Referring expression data

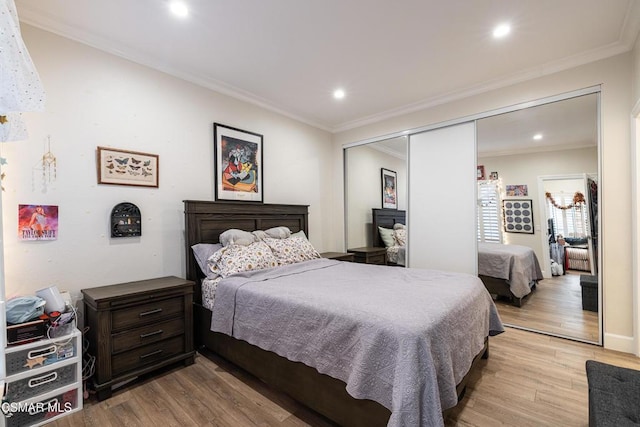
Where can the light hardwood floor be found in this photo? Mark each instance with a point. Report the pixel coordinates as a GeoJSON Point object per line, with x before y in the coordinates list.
{"type": "Point", "coordinates": [529, 380]}
{"type": "Point", "coordinates": [555, 306]}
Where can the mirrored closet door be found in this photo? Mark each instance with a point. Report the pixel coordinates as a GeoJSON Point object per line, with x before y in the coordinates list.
{"type": "Point", "coordinates": [547, 157]}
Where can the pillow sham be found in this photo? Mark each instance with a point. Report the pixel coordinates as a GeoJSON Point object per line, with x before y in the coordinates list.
{"type": "Point", "coordinates": [278, 232]}
{"type": "Point", "coordinates": [292, 250]}
{"type": "Point", "coordinates": [234, 259]}
{"type": "Point", "coordinates": [233, 236]}
{"type": "Point", "coordinates": [281, 232]}
{"type": "Point", "coordinates": [386, 234]}
{"type": "Point", "coordinates": [202, 252]}
{"type": "Point", "coordinates": [299, 234]}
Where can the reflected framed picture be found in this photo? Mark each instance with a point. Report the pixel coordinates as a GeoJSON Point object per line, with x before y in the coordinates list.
{"type": "Point", "coordinates": [518, 215]}
{"type": "Point", "coordinates": [238, 164]}
{"type": "Point", "coordinates": [389, 189]}
{"type": "Point", "coordinates": [517, 190]}
{"type": "Point", "coordinates": [480, 176]}
{"type": "Point", "coordinates": [122, 167]}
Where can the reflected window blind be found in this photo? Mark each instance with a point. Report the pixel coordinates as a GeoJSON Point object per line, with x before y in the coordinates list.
{"type": "Point", "coordinates": [572, 222]}
{"type": "Point", "coordinates": [489, 229]}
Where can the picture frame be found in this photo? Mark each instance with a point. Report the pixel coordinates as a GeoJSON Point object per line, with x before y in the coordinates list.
{"type": "Point", "coordinates": [389, 189]}
{"type": "Point", "coordinates": [520, 190]}
{"type": "Point", "coordinates": [480, 173]}
{"type": "Point", "coordinates": [238, 164]}
{"type": "Point", "coordinates": [37, 222]}
{"type": "Point", "coordinates": [518, 216]}
{"type": "Point", "coordinates": [124, 167]}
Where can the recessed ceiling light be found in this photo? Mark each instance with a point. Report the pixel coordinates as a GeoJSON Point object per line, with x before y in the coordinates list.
{"type": "Point", "coordinates": [179, 9]}
{"type": "Point", "coordinates": [501, 31]}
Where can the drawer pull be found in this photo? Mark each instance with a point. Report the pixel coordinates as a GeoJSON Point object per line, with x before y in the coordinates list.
{"type": "Point", "coordinates": [153, 353]}
{"type": "Point", "coordinates": [47, 378]}
{"type": "Point", "coordinates": [41, 352]}
{"type": "Point", "coordinates": [150, 334]}
{"type": "Point", "coordinates": [147, 313]}
{"type": "Point", "coordinates": [37, 408]}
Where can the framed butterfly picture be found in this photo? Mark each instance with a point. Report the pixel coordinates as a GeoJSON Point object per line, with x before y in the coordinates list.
{"type": "Point", "coordinates": [121, 167]}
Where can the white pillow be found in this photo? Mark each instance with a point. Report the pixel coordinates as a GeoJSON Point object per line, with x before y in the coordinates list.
{"type": "Point", "coordinates": [234, 259]}
{"type": "Point", "coordinates": [292, 250]}
{"type": "Point", "coordinates": [202, 252]}
{"type": "Point", "coordinates": [234, 236]}
{"type": "Point", "coordinates": [386, 234]}
{"type": "Point", "coordinates": [400, 236]}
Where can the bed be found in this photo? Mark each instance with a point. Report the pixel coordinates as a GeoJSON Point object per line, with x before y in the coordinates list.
{"type": "Point", "coordinates": [509, 271]}
{"type": "Point", "coordinates": [383, 223]}
{"type": "Point", "coordinates": [326, 392]}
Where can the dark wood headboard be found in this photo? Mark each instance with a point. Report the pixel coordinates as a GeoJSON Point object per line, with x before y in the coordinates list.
{"type": "Point", "coordinates": [206, 220]}
{"type": "Point", "coordinates": [385, 218]}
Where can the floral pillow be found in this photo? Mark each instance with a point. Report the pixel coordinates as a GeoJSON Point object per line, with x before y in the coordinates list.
{"type": "Point", "coordinates": [237, 258]}
{"type": "Point", "coordinates": [400, 236]}
{"type": "Point", "coordinates": [292, 250]}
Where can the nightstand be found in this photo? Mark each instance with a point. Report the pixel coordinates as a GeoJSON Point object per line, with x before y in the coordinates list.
{"type": "Point", "coordinates": [340, 256]}
{"type": "Point", "coordinates": [137, 327]}
{"type": "Point", "coordinates": [370, 255]}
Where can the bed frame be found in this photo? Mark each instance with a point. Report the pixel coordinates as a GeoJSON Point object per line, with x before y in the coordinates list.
{"type": "Point", "coordinates": [501, 289]}
{"type": "Point", "coordinates": [204, 222]}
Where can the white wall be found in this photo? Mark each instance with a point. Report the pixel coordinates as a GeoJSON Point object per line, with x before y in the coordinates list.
{"type": "Point", "coordinates": [364, 180]}
{"type": "Point", "coordinates": [615, 76]}
{"type": "Point", "coordinates": [97, 99]}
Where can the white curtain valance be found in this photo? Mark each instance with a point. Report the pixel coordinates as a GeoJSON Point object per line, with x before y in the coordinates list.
{"type": "Point", "coordinates": [20, 85]}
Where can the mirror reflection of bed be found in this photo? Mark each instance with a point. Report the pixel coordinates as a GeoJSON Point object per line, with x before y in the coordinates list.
{"type": "Point", "coordinates": [565, 302]}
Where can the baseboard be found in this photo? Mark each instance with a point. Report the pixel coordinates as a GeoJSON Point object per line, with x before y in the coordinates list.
{"type": "Point", "coordinates": [621, 343]}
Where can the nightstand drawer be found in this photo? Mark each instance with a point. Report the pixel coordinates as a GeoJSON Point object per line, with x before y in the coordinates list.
{"type": "Point", "coordinates": [149, 354]}
{"type": "Point", "coordinates": [145, 313]}
{"type": "Point", "coordinates": [147, 334]}
{"type": "Point", "coordinates": [376, 259]}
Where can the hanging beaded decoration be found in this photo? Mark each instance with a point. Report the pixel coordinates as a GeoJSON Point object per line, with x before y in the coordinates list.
{"type": "Point", "coordinates": [3, 161]}
{"type": "Point", "coordinates": [48, 163]}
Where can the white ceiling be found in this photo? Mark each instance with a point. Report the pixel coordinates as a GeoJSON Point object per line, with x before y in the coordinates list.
{"type": "Point", "coordinates": [391, 57]}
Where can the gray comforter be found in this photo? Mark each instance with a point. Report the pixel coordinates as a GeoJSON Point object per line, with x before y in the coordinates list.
{"type": "Point", "coordinates": [401, 337]}
{"type": "Point", "coordinates": [518, 265]}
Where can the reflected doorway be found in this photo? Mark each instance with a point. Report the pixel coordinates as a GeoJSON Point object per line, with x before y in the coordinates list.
{"type": "Point", "coordinates": [517, 151]}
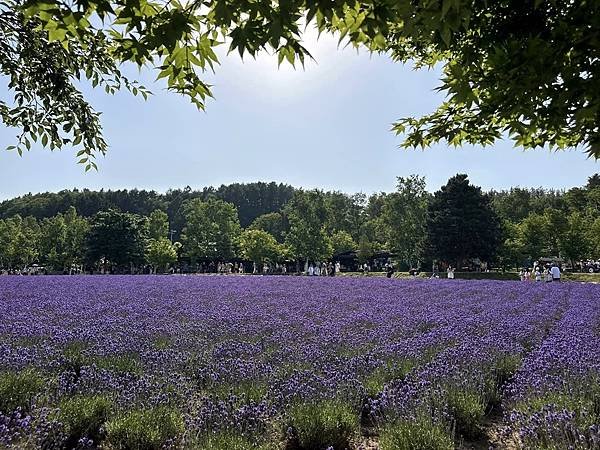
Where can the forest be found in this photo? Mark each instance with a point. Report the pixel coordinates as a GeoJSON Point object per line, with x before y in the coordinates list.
{"type": "Point", "coordinates": [125, 231]}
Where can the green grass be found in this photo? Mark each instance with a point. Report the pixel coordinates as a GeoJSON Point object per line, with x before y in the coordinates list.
{"type": "Point", "coordinates": [247, 390]}
{"type": "Point", "coordinates": [392, 370]}
{"type": "Point", "coordinates": [83, 416]}
{"type": "Point", "coordinates": [74, 357]}
{"type": "Point", "coordinates": [228, 440]}
{"type": "Point", "coordinates": [162, 342]}
{"type": "Point", "coordinates": [147, 429]}
{"type": "Point", "coordinates": [319, 425]}
{"type": "Point", "coordinates": [121, 363]}
{"type": "Point", "coordinates": [468, 409]}
{"type": "Point", "coordinates": [418, 435]}
{"type": "Point", "coordinates": [18, 389]}
{"type": "Point", "coordinates": [585, 406]}
{"type": "Point", "coordinates": [502, 370]}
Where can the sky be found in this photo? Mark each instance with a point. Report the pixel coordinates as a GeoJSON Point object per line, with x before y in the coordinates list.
{"type": "Point", "coordinates": [326, 126]}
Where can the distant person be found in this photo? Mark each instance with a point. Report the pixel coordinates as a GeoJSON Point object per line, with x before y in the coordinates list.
{"type": "Point", "coordinates": [548, 275]}
{"type": "Point", "coordinates": [555, 272]}
{"type": "Point", "coordinates": [390, 270]}
{"type": "Point", "coordinates": [450, 273]}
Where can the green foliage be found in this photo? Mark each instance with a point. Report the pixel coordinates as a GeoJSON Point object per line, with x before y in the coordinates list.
{"type": "Point", "coordinates": [158, 225]}
{"type": "Point", "coordinates": [468, 410]}
{"type": "Point", "coordinates": [83, 416]}
{"type": "Point", "coordinates": [574, 243]}
{"type": "Point", "coordinates": [259, 246]}
{"type": "Point", "coordinates": [404, 217]}
{"type": "Point", "coordinates": [116, 240]}
{"type": "Point", "coordinates": [147, 429]}
{"type": "Point", "coordinates": [244, 390]}
{"type": "Point", "coordinates": [161, 253]}
{"type": "Point", "coordinates": [18, 241]}
{"type": "Point", "coordinates": [461, 223]}
{"type": "Point", "coordinates": [421, 434]}
{"type": "Point", "coordinates": [514, 68]}
{"type": "Point", "coordinates": [123, 363]}
{"type": "Point", "coordinates": [323, 424]}
{"type": "Point", "coordinates": [342, 242]}
{"type": "Point", "coordinates": [227, 440]}
{"type": "Point", "coordinates": [212, 229]}
{"type": "Point", "coordinates": [273, 223]}
{"type": "Point", "coordinates": [392, 370]}
{"type": "Point", "coordinates": [307, 238]}
{"type": "Point", "coordinates": [18, 389]}
{"type": "Point", "coordinates": [585, 405]}
{"type": "Point", "coordinates": [62, 240]}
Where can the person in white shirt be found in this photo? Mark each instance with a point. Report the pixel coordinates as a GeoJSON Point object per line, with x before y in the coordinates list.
{"type": "Point", "coordinates": [555, 273]}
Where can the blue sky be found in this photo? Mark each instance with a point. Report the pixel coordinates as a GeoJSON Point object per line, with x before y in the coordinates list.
{"type": "Point", "coordinates": [323, 127]}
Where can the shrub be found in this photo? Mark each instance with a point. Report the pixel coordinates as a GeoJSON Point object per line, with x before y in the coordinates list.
{"type": "Point", "coordinates": [502, 370]}
{"type": "Point", "coordinates": [324, 424]}
{"type": "Point", "coordinates": [468, 409]}
{"type": "Point", "coordinates": [147, 429]}
{"type": "Point", "coordinates": [18, 389]}
{"type": "Point", "coordinates": [122, 363]}
{"type": "Point", "coordinates": [83, 417]}
{"type": "Point", "coordinates": [227, 440]}
{"type": "Point", "coordinates": [74, 357]}
{"type": "Point", "coordinates": [392, 370]}
{"type": "Point", "coordinates": [418, 435]}
{"type": "Point", "coordinates": [245, 391]}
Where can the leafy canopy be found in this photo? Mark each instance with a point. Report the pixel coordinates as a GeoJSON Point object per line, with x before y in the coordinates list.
{"type": "Point", "coordinates": [526, 69]}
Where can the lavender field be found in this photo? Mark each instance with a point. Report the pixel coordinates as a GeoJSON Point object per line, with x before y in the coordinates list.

Task objective: Exactly as they appear, print the lines from the one holding "Where can the blue" through the final line of the entries, and no others.

Result of the task:
Where can the blue sky be found in this photo? Mark each instance with a point. Report the pixel coordinates as a GeoJSON Point object per line, with x before y in the coordinates list.
{"type": "Point", "coordinates": [323, 127]}
Where can the shrub be found in this photo? Mark each instance with a point. Report the pixel coordinates as a GeoJSON Point object per line, with x before y in the coordinates list.
{"type": "Point", "coordinates": [502, 370]}
{"type": "Point", "coordinates": [324, 424]}
{"type": "Point", "coordinates": [468, 409]}
{"type": "Point", "coordinates": [147, 429]}
{"type": "Point", "coordinates": [18, 389]}
{"type": "Point", "coordinates": [122, 363]}
{"type": "Point", "coordinates": [83, 417]}
{"type": "Point", "coordinates": [227, 440]}
{"type": "Point", "coordinates": [74, 357]}
{"type": "Point", "coordinates": [392, 370]}
{"type": "Point", "coordinates": [418, 435]}
{"type": "Point", "coordinates": [245, 391]}
Where can the leafy canopy be found in this photo? Mark each instance with a point. Report the pixel coordinates as a GeoJSON Point object per line, with x before y in the coordinates list.
{"type": "Point", "coordinates": [526, 69]}
Where can the lavender field be found in this photo? Mark each instance with a point. Report the pixel coordinates as a GeoJSON Point object per line, with x before y in the coordinates list.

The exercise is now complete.